**Job A:**
In the notebook walkthrough, which plugin is used to transpile the notebook into a Pelican blog post?

**Passage to read:**
START
I have adapted the tutorial so that the steps take place in this Jupyter notebook so that the notebook can be transpiled into a Pelican blog post using a danielfrg/pelican-ipynb Pelican plugin.
Some Jupyter notebook housekeeping to set up some variables with path references.
In [168]:
import os
In [169]:
(
TAB_CHAR,
) = (
'\t',
)
In [170]:
home = os.path.expanduser('~')
repo_path
is the path to a clone of swcarpentry/make-novice
In [171]:
repo_path = os.path.join(
home,
'Dropbox/spikes/make-novice',
)
In [172]:
assert os.path.exists(repo_path)
paths
are the paths to child directories in a clone of swcarpentry/make-novice
In [173]:
paths = (
'code',
'data',
)
paths = (
code,
data,
) = [os.path.join(repo_path, path) for path in paths]
assert all(os.path.exists(path) for path in paths)
Use the magic run
to execute the Python script wordcount.py
.
The variables with '$' in front of them are the values of the Python variables in this notebook.
In [174]:
run $code/wordcount.py $data/books/isles.txt $repo_path/isles.dat
Use shell to examine the first 5 lines of the output file from running wordcount.py
In [175]:
!head -5 $repo_path/isles.dat
We can see that the file consists of one row per word. Each row shows the word itself, the number of occurrences of that word, and the number of occurrences as a percentage of the total number of words in the text file.
END
**Data lines:**
START
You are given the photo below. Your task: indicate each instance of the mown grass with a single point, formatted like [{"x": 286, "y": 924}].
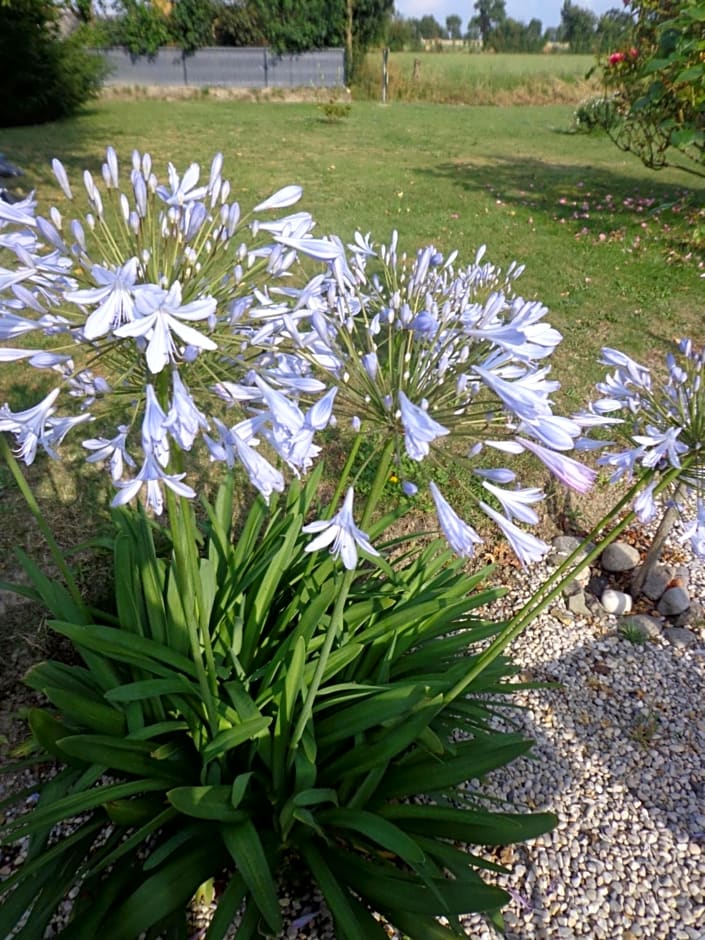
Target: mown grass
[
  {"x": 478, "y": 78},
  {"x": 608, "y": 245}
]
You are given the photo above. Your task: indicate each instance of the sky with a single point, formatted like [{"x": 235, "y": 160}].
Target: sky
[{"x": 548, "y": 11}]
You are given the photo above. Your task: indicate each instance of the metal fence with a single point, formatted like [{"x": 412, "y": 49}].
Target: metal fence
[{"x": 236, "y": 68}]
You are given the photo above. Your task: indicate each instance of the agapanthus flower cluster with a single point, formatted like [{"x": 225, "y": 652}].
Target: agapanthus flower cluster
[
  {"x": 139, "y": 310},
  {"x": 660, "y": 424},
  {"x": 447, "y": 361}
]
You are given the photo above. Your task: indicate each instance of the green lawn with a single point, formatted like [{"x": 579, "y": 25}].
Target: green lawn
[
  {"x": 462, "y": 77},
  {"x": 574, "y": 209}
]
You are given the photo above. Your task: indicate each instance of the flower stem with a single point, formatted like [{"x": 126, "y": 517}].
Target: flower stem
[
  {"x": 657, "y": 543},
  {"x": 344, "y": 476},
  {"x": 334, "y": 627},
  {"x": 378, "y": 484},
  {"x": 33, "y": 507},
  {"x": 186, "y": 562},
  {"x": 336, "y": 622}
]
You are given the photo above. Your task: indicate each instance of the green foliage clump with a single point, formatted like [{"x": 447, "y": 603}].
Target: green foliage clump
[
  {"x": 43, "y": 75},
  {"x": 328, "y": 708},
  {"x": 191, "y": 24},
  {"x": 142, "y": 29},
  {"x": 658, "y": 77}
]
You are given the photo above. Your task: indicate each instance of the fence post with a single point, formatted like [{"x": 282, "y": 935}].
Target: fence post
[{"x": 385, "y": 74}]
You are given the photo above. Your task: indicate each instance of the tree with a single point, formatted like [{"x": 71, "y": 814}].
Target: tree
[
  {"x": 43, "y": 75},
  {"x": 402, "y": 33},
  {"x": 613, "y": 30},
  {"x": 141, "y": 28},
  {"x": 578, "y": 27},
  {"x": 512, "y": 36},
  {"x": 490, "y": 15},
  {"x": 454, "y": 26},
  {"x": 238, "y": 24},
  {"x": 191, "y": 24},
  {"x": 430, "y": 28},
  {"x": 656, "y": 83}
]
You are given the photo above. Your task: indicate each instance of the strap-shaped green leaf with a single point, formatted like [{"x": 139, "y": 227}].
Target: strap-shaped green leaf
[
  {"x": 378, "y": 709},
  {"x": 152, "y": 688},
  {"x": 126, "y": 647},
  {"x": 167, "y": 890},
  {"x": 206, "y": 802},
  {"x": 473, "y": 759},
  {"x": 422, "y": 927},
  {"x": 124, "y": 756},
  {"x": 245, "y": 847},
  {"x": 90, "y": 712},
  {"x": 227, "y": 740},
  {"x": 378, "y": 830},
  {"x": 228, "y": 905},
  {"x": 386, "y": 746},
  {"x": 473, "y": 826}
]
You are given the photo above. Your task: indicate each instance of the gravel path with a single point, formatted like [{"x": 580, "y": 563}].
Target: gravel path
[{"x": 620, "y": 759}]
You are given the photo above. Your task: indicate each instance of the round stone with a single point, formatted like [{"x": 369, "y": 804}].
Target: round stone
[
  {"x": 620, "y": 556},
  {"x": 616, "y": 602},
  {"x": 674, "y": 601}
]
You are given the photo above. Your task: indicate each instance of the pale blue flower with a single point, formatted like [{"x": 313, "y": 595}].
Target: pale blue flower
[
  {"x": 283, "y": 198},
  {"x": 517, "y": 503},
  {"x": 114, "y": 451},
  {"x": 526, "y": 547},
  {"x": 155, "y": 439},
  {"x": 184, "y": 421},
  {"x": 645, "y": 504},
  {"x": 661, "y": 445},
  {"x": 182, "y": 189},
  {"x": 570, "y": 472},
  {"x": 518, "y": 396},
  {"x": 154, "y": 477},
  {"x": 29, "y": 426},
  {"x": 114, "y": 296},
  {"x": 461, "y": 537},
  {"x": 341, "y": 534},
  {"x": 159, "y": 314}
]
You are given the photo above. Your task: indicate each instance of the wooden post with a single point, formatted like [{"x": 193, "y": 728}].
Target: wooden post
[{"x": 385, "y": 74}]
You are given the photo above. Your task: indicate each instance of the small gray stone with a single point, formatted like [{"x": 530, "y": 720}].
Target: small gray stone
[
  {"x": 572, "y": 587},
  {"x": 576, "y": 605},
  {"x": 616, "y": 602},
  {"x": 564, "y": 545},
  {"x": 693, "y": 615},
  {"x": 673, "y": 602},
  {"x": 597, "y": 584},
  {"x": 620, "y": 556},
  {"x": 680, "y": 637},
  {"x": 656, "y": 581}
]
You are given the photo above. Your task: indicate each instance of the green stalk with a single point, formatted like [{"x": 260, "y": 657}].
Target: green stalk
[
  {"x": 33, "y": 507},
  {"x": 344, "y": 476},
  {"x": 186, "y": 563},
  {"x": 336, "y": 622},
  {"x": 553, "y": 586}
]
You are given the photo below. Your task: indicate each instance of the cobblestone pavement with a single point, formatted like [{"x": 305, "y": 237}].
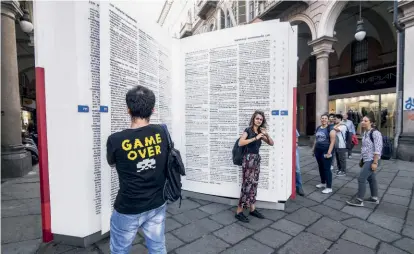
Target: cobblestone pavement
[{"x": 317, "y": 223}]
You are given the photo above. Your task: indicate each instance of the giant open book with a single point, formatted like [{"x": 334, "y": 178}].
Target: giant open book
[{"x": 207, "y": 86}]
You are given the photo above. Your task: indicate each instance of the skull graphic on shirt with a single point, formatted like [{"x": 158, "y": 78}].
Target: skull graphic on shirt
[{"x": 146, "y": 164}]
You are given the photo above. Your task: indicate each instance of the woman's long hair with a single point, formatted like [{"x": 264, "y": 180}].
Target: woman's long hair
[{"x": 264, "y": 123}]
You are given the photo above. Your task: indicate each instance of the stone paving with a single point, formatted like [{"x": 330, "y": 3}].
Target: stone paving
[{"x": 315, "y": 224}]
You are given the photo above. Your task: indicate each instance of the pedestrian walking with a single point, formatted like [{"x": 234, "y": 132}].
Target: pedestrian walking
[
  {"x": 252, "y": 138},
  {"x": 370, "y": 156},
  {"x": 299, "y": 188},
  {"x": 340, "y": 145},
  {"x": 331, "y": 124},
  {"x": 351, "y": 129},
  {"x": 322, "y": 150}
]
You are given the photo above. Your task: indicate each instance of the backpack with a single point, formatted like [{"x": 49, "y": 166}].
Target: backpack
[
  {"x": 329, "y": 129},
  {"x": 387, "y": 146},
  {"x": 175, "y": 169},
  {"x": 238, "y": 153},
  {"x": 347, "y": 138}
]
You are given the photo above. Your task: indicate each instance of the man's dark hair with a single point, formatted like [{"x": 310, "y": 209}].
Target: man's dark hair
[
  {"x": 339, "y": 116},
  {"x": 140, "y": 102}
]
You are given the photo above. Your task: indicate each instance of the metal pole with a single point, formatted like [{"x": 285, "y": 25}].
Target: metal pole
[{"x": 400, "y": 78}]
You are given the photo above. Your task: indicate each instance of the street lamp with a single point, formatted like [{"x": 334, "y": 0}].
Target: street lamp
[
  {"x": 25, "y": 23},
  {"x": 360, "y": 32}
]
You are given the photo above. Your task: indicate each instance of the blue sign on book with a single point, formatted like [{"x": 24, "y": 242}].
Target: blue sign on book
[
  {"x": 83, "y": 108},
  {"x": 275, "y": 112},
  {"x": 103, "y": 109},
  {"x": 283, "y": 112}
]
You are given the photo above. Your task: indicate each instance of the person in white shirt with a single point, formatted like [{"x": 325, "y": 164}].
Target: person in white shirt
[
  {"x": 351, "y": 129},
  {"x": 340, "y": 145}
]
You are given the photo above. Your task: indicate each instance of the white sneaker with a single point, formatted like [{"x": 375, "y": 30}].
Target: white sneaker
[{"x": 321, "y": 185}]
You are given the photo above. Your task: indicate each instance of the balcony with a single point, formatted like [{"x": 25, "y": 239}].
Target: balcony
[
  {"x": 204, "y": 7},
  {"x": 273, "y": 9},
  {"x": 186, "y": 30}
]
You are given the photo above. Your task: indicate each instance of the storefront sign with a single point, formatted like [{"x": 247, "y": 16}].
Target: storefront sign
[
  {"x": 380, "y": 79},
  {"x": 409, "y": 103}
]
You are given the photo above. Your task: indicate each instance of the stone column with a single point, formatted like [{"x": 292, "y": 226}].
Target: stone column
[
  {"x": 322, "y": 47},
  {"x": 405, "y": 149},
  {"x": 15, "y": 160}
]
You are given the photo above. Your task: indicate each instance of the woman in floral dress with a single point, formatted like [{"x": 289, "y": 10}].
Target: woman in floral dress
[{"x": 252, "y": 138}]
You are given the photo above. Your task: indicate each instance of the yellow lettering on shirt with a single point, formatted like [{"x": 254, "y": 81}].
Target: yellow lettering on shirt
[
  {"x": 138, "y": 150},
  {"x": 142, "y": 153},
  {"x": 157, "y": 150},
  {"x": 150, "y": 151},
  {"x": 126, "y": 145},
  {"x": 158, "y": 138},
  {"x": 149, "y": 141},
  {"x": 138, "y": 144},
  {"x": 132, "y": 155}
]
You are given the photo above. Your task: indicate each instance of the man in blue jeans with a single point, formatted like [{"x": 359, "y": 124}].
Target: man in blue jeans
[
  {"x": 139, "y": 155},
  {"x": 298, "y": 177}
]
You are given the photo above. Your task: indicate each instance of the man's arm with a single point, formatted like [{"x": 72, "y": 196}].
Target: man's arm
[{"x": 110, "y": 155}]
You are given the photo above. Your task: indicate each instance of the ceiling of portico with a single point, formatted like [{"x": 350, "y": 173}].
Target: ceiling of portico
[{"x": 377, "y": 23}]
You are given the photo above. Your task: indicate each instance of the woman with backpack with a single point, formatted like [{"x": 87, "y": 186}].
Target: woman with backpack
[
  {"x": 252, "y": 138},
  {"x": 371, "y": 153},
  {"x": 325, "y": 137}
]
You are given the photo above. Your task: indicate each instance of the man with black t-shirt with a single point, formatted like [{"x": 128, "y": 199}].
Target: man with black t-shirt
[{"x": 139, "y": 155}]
END
**Job B:**
Return every line of the listing that contains the word "grass".

**Exercise output A:**
The danielfrg/pelican-ipynb Pelican plugin.

**Exercise output B:**
You are given the photo below. Your task: indicate each instance of the mown grass with a single point, formatted like [{"x": 286, "y": 924}].
Target: mown grass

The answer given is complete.